_YOUR TASKS_:
a - In the passage on Iranian civil aviation, whose safety record did Iran Air's once match?
b - Write out the passage on Iranian civil aviation word for word, beginning at the words "A couple of" and stopping after "be in sight.".

_DOCUMENT PASSAGE_:
----------
Thee normalcy of our flight, and the hundreds like it in Iran every day, on aircraft that anywhere else would be passed their used by date is a testament to the resilience and ingenuity of Iranian industry. Other heavily sanctioned states (Cuba and North Korea) have turned to Russian manufacturers. Iran tried that, but when the Tupolevs kept crashing they decided to stick to the western stuff. Now they use a rag tag collection of aircraft that were flying when sanctions first hit in 1979, or second hand metal they’ve managed to finagle despite tight restrictions on international finance. There’s a story about some ex-Qantas 747s being flown all over the globe before landing in Iran, just to put sanctions enforcers off the scent.

There are at least six carriers with serious domestic schedules and, excepting Japan, Iran probably has one of the densest use of wide-body aircraft for in-country hops of anywhere in the world. Pilgrimage flights to Mashhad are especially common – four others left in the hour we did from Shiraz – and charters seem to be used to circumvent government regulated fares.

A couple of carriers fly internationally too. Iran Air is still routing its classic 747s into Asia, and A300s into European capitals. When they arrive at some European airports they’re not allowed to refuel so they have to make intermediate stops. For a while it was all airports in the EU. Then authorities got jealous of refuellers in Belgrade and Minsk and decided some EU airports were okay. This seems symbolic of the larges sanctions plan: make a nuisance of yourself so long as it doesn’t cost you.

Negotiations about Iran’s nuclear programme – now the main motivation for sanctions – are on going. Some progress was made recently and some Iranian funds frozen overseas were released. Replacement parts and training manuals were on the approved shopping list. This is good news for Iranian flyers. If progress continues the real prize – sanctions lifted and new aircraft – could be in sight.

An Iranian aviation executive claims that when the sanctions eventually end there’ll be an immediate market for four hundred new Boeing and Airbus jets. That is a huge amount – Airbus only turns out about 600 aircraft a year. I’ve no doubt that the economic boost from sanctions ending in Iran will be massive. And flying ancient aircraft is expensive so replacing them quickly could be sensible. But I’m still sceptical of the four hundred. Iranian civil aviation still appears highly regulated – fares and timetables set by government. If they really want their industry to fly, they’re going to need to knock that off and let competition and innovation emerge. Dreams of competing with the Gulf carriers and probably just that.

Back in the day Iran Air was one of the most respected carriers in the world. Its safety record matched Qantas’. It ordered special jets from Boeing to fly nonstop to the US, then the longest flight in the world. My hope is that it’ll be back in New York with a shiny new aircraft soon, marking the end to forty years of severely constrained civil aviation.
----------
_DATA SHOWN_:
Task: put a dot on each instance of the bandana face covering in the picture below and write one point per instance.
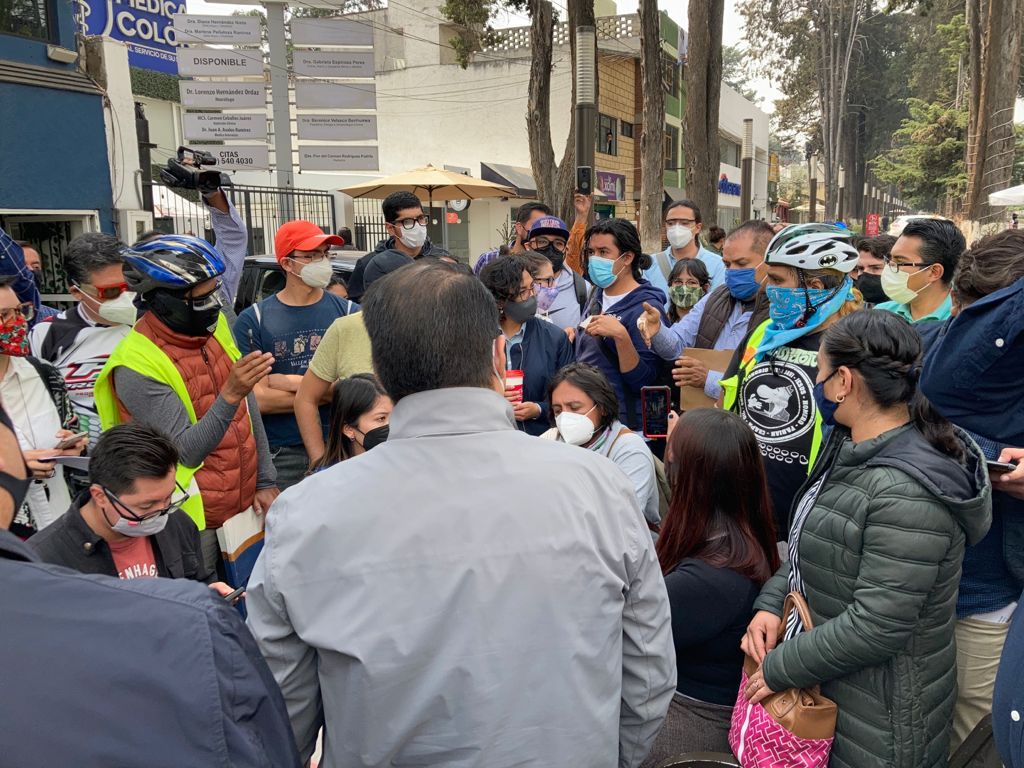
----------
_THE REPLIES_:
a - Qantas'.

b -
A couple of carriers fly internationally too. Iran Air is still routing its classic 747s into Asia, and A300s into European capitals. When they arrive at some European airports they’re not allowed to refuel so they have to make intermediate stops. For a while it was all airports in the EU. Then authorities got jealous of refuellers in Belgrade and Minsk and decided some EU airports were okay. This seems symbolic of the larges sanctions plan: make a nuisance of yourself so long as it doesn’t cost you.

Negotiations about Iran’s nuclear programme – now the main motivation for sanctions – are on going. Some progress was made recently and some Iranian funds frozen overseas were released. Replacement parts and training manuals were on the approved shopping list. This is good news for Iranian flyers. If progress continues the real prize – sanctions lifted and new aircraft – could be in sight.